**Activity list**
a) From the piece on ALS research, return the passage from "If A Long Swim" up to and including "to supporting it.".
b) Answer these questions using the piece on ALS research:
(i) How much money did the Ice Bucket Challenge raise for ALS, and over what period?
(ii) Which channel is the team preparing to swim this week?
(iii) Which university announced that the common cause of ALS had been discovered?

**Extract to read**
- - - - - - -

A Long Swim was built around ALS, and even borrowed the acronym for our name.  This has been a big week for ALS.  Research announcements are coming fast and furious, and it seems like a breakthroughs are being made every few days.  After being closely involved with the ALS research world for many years, this is a dizzying – and thrilling – pace.

It was an almost karmic coincidence that, on the very day our team completed the English Channel swim, there came an announcement from Northwestern that the common cause of ALS had been discovered.  And now, this week, as we prepare to swim the Ka’iwi Channel, comes groundbreaking announcements from the collaborative MinE Project which is funded by, of all things, open water swimming projects as well as the Ice Bucket Challenge.

DNAThere are two subtexts about most of the articles and papers announcing these discoveries; money and collaboration.  Much of the money, of course, came from the avalanche of donations related to the Ice Bucket Challenge in the summer of 2014.  It was lightning-in-a-bottle, and raised more than $160 million for ALS in six weeks.  It was less than two years ago, and already these advancements in studies on DNA, genetic mapping, motor neurons and stem cells are emerging.  With total funding raised of $350,000 or so, A Long Swim is not in the league with the Ice Bucketeers, but donations from you, our teammates, have been rolling in and we will gladly “swim in the wake” of this tremendous momentum.  It is a good time to be involved with ALS research, and progress on all of these fronts can only lead to good things.

Collaboration —  scientists committed to ALS research are now sharing with one another

The other message on ALS research is the importance of collaboration.  Scientists committed to ALS are now sharing with one another, not just within a research center, but with like-minded colleagues all over the world.  A project at Northwestern University in Chicago, for example, can hand off data and findings to Oslo and Amsterdam, that can hand it off to Johannesburg and Tokyo, that can hand it back to Chicago.  The sun never sets on collaborative ALS research and, now that those projects are fully funded, the process just accelerates.

If A Long Swim has learned nothing else from our marathon swims, it is that teamwork is a critical ingredient for success, even in an undertaking that looks – on the surface – like an individual endeavor.  If teamwork is the lesson, then teamwork is what we support.  Collaborative ALS research is the solution, and A Long Swim is committed to supporting it.

- - - - - - -

Source data
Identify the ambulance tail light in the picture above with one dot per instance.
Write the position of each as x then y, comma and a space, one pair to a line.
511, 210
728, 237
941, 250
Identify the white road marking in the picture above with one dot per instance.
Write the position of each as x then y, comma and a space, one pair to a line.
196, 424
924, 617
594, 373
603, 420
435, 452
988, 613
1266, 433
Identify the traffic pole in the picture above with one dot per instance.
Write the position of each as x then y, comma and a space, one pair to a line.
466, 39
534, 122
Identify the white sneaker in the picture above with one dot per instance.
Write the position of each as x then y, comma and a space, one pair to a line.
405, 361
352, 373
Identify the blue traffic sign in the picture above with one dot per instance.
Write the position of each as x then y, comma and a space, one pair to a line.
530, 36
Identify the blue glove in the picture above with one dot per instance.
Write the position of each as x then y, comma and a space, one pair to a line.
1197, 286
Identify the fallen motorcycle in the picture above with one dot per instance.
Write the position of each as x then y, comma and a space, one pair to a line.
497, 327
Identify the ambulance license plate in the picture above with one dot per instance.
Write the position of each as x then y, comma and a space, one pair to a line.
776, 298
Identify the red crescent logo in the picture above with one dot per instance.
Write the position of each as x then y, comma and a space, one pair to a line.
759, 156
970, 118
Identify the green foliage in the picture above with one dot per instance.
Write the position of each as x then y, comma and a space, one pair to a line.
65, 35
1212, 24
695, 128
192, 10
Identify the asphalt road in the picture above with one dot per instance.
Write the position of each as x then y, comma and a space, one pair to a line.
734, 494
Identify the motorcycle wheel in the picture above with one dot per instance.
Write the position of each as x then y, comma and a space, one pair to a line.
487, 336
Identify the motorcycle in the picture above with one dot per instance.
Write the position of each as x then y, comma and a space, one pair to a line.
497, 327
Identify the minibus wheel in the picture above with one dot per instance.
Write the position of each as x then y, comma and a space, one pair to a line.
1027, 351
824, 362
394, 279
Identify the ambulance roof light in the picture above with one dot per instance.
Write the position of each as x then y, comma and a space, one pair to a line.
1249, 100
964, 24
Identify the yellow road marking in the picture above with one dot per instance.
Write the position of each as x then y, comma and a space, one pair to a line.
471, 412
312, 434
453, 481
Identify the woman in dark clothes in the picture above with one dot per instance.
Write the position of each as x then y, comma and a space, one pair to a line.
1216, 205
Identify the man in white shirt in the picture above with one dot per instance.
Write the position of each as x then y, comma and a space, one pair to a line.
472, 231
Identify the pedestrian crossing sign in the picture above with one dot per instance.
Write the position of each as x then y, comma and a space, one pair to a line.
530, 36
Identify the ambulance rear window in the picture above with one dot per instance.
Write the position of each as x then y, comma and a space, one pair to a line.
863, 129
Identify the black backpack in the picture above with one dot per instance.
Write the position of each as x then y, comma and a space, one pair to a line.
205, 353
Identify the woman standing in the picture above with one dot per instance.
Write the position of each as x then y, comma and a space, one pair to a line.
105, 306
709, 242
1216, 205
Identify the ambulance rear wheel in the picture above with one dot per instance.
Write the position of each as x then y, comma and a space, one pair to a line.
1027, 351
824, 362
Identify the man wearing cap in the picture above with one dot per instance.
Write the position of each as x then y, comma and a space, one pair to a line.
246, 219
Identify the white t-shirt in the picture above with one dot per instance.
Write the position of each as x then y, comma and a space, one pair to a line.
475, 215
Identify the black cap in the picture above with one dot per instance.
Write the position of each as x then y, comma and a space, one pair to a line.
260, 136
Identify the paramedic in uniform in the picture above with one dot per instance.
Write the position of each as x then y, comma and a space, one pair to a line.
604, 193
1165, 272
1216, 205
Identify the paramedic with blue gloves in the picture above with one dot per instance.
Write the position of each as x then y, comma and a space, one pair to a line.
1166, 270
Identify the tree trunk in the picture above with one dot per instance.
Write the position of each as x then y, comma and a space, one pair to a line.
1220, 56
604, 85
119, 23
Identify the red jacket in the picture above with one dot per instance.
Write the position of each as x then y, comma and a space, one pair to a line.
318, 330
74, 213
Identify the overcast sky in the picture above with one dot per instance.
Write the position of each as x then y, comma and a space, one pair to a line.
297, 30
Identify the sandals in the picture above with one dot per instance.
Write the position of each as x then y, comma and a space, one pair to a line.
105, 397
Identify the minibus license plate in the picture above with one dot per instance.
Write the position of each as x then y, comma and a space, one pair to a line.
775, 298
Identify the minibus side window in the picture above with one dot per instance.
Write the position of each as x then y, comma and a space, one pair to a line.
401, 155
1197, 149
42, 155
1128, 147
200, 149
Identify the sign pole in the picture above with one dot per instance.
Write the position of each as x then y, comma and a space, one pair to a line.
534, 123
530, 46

- - - - - - -

**Answers to the exercise**
a)
If A Long Swim has learned nothing else from our marathon swims, it is that teamwork is a critical ingredient for success, even in an undertaking that looks – on the surface – like an individual endeavor.  If teamwork is the lesson, then teamwork is what we support.  Collaborative ALS research is the solution, and A Long Swim is committed to supporting it.

b)
(i) More than $160 million in six weeks.
(ii) The Ka'iwi Channel.
(iii) Northwestern University.